Transcribe all the records with complete accuracy.
=== STORED DATA ===
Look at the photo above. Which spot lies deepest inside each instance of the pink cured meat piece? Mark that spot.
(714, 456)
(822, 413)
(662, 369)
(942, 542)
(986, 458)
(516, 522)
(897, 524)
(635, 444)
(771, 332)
===
__RESULT OF THIS EXERCISE__:
Look at the photo above. Which spot lies deepest inside each instance of the pink cured meat piece? Mark that spot.
(714, 456)
(822, 413)
(662, 369)
(942, 542)
(986, 458)
(516, 522)
(897, 524)
(635, 444)
(771, 332)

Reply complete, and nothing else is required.